__Your goal__:
Can you reproduce the part that opens with the line containing "406, row 666." and closes with the line containing "column 603, row 53", swapping "iron gate" for "wooden gate" and changing nothing else?

--- start of Data to use ---

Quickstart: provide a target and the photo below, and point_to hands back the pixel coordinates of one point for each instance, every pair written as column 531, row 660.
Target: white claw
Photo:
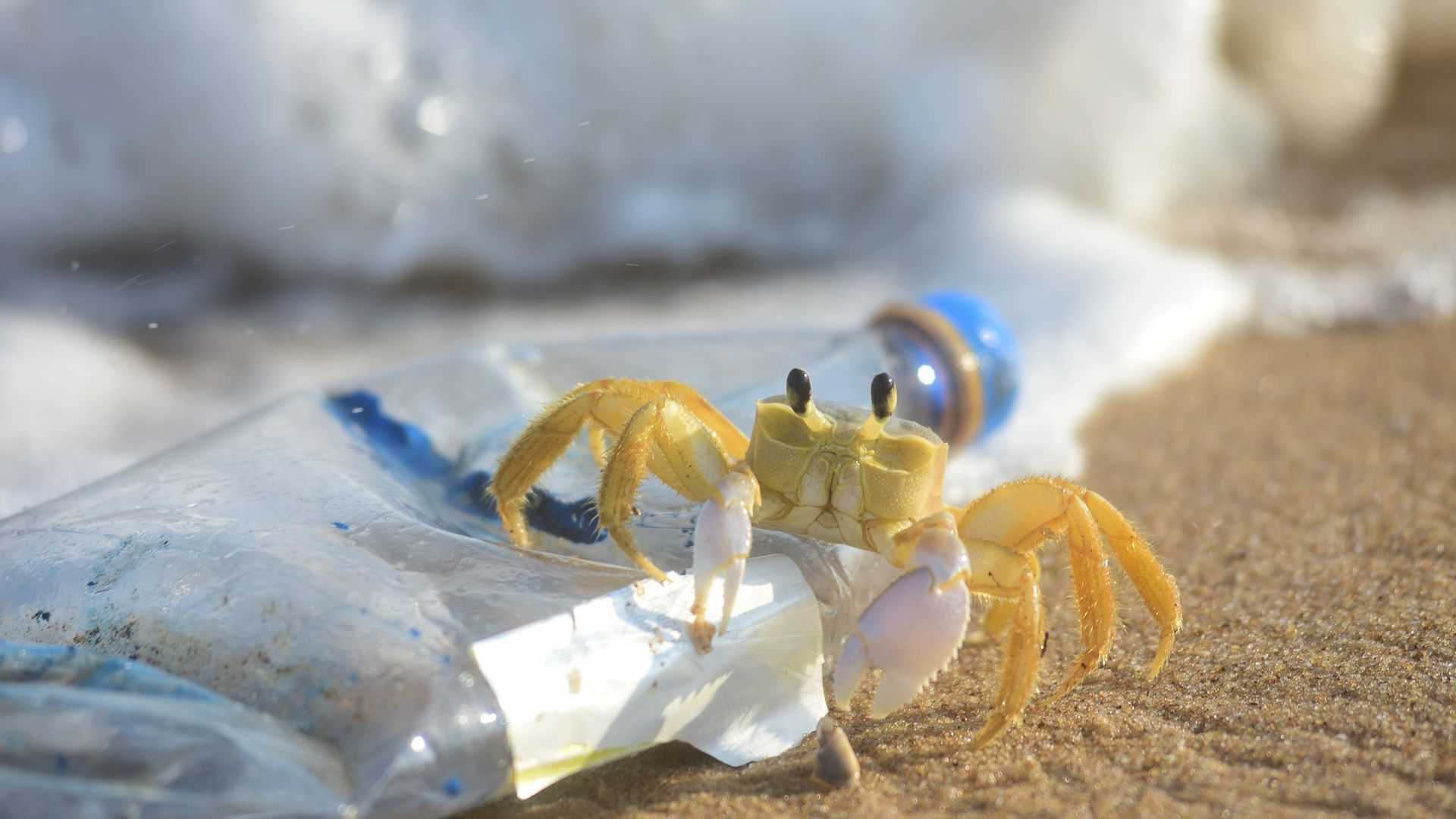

--- end of Data to use ---
--- start of Data to use ---

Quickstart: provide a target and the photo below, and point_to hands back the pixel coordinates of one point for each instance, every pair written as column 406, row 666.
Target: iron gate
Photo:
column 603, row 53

--- end of Data to use ---

__Result of the task__:
Quickstart: provide a target and the photo below, and point_to hands back the pixel coordinates of one point for each instance, every pair written as column 406, row 666.
Target: wooden gate
Photo:
column 603, row 53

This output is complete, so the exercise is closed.